▶ _Stored records_:
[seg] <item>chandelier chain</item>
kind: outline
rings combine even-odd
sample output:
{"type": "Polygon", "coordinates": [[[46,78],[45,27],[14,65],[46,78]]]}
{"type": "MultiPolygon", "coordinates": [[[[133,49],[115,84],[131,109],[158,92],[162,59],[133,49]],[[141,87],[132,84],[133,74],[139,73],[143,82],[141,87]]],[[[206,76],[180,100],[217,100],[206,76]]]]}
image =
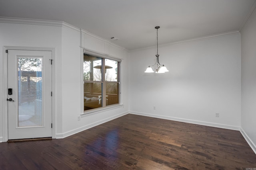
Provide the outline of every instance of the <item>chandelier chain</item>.
{"type": "Polygon", "coordinates": [[[158,29],[156,29],[156,54],[158,54],[158,29]]]}

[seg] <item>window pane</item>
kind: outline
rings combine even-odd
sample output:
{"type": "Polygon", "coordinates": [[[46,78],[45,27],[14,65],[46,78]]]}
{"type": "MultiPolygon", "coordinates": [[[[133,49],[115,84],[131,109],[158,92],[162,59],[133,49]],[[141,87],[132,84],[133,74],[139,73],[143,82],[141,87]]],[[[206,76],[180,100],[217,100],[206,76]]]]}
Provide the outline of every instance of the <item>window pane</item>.
{"type": "Polygon", "coordinates": [[[18,126],[41,126],[42,63],[38,58],[18,58],[18,126]]]}
{"type": "Polygon", "coordinates": [[[106,105],[119,103],[119,83],[106,83],[106,105]]]}
{"type": "Polygon", "coordinates": [[[102,59],[84,55],[84,81],[101,81],[102,59]]]}
{"type": "Polygon", "coordinates": [[[102,83],[84,83],[84,110],[102,107],[102,83]]]}
{"type": "Polygon", "coordinates": [[[109,59],[105,59],[105,80],[107,82],[117,82],[118,62],[109,59]]]}

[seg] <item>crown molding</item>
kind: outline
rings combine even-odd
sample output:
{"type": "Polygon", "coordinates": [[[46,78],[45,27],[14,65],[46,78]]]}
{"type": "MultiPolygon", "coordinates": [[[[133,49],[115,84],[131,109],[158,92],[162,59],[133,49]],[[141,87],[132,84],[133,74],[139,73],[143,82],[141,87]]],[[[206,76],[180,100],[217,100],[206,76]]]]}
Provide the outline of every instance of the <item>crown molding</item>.
{"type": "Polygon", "coordinates": [[[0,22],[63,27],[80,32],[80,29],[65,22],[26,18],[0,17],[0,22]]]}
{"type": "Polygon", "coordinates": [[[80,29],[78,28],[77,27],[76,27],[74,26],[73,26],[72,25],[70,24],[69,23],[68,23],[65,22],[62,22],[62,25],[63,27],[66,28],[68,29],[72,29],[74,30],[77,32],[78,32],[80,33],[80,29]]]}
{"type": "MultiPolygon", "coordinates": [[[[174,42],[173,43],[167,43],[166,44],[162,44],[160,45],[158,45],[158,47],[163,47],[165,46],[168,46],[170,45],[174,45],[176,44],[182,44],[184,43],[191,43],[192,42],[199,41],[201,41],[206,40],[209,39],[212,39],[214,38],[219,38],[222,37],[225,37],[226,36],[232,35],[234,35],[240,34],[240,32],[238,31],[232,31],[227,32],[226,33],[220,33],[219,34],[214,34],[210,35],[208,35],[203,37],[200,37],[197,38],[192,38],[191,39],[188,39],[185,40],[180,41],[178,41],[174,42]]],[[[144,50],[146,49],[151,49],[152,48],[156,48],[156,46],[150,47],[148,47],[143,48],[142,49],[137,49],[133,50],[130,50],[128,51],[128,52],[133,52],[136,51],[139,51],[144,50]]]]}
{"type": "Polygon", "coordinates": [[[252,4],[250,10],[248,12],[248,14],[247,14],[246,16],[245,17],[245,18],[244,20],[244,21],[241,24],[240,27],[239,27],[238,30],[240,32],[241,32],[242,29],[243,29],[244,27],[252,15],[253,13],[255,12],[255,11],[256,11],[256,1],[254,1],[254,2],[252,4]]]}
{"type": "Polygon", "coordinates": [[[107,39],[104,39],[100,37],[99,37],[98,36],[97,36],[94,34],[93,34],[89,32],[88,32],[88,31],[85,30],[84,29],[81,29],[81,33],[82,34],[84,34],[85,35],[88,35],[91,37],[92,37],[93,38],[96,38],[96,39],[98,39],[99,40],[100,40],[103,42],[104,42],[105,43],[108,43],[110,44],[113,45],[114,46],[115,46],[119,48],[122,49],[123,50],[126,50],[127,51],[127,50],[126,50],[126,49],[125,49],[125,48],[124,47],[120,47],[118,45],[117,45],[116,44],[114,44],[114,43],[113,43],[111,41],[110,41],[109,40],[108,40],[107,39]]]}
{"type": "Polygon", "coordinates": [[[0,22],[56,27],[62,27],[63,23],[63,22],[61,21],[9,17],[0,17],[0,22]]]}

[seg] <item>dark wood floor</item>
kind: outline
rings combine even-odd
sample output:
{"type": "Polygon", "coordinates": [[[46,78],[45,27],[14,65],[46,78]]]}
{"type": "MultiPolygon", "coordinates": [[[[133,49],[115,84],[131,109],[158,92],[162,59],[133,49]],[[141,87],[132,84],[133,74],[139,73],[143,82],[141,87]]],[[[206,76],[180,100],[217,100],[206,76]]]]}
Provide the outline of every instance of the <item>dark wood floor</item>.
{"type": "Polygon", "coordinates": [[[1,170],[244,169],[238,131],[132,114],[62,139],[0,143],[1,170]]]}

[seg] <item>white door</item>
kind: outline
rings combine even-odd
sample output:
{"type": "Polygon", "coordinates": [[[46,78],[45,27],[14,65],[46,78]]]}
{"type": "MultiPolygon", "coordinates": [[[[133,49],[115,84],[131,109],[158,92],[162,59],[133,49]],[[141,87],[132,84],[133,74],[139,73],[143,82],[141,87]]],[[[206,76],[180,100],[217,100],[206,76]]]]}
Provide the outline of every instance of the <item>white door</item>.
{"type": "Polygon", "coordinates": [[[52,52],[8,51],[8,139],[52,137],[52,52]]]}

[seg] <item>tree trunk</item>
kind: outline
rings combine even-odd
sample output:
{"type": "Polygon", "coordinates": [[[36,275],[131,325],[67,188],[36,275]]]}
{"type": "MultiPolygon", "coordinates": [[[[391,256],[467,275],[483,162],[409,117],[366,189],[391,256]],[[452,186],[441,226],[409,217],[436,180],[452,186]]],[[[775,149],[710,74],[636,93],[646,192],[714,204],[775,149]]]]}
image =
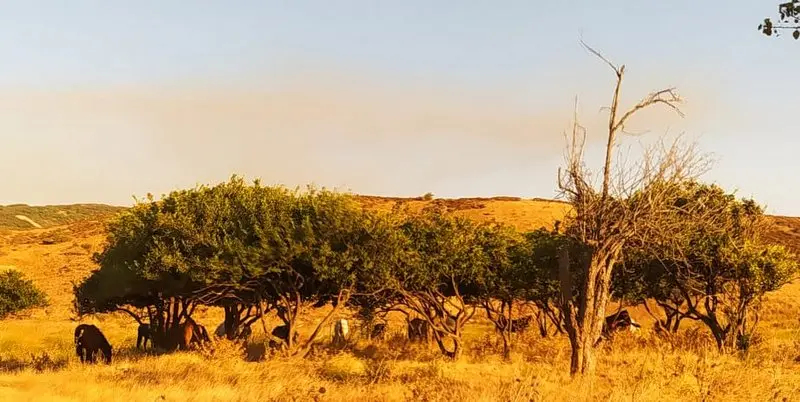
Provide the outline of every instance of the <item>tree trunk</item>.
{"type": "Polygon", "coordinates": [[[559,279],[561,282],[562,306],[565,309],[565,324],[569,334],[572,357],[570,375],[594,372],[595,344],[603,330],[606,304],[609,298],[611,267],[616,260],[618,248],[594,250],[587,267],[586,281],[578,294],[572,297],[569,251],[559,251],[559,279]],[[577,302],[577,303],[576,303],[577,302]]]}

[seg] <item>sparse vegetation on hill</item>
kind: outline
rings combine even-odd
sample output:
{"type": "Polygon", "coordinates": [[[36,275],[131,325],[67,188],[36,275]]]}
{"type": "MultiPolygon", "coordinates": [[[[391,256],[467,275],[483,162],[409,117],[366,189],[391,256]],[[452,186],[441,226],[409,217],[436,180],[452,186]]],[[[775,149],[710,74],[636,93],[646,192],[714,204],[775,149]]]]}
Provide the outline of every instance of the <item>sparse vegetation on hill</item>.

▶ _Written instruction_:
Please rewrite the stretch of rows from the start through the line containing "Provide the outline of every instance of the <item>chandelier", with "chandelier chain" changed to "ceiling lamp chain" and everything else kept the same. Leave the pictures out of your answer.

▶ _Full solution_:
[seg] <item>ceiling lamp chain</item>
kind: outline
rings combine even-odd
sample output:
{"type": "Polygon", "coordinates": [[[46,78],[45,27],[14,65],[46,78]]]}
{"type": "MultiPolygon", "coordinates": [[[[133,49],[115,84],[131,109],[158,92],[162,59],[133,49]],[[141,87],[132,84],[133,74],[139,73],[143,82],[141,87]]],[[[206,76],[180,100],[217,100],[206,76]]]]}
image =
Provide the outline of every instance of the <item>ceiling lamp chain</item>.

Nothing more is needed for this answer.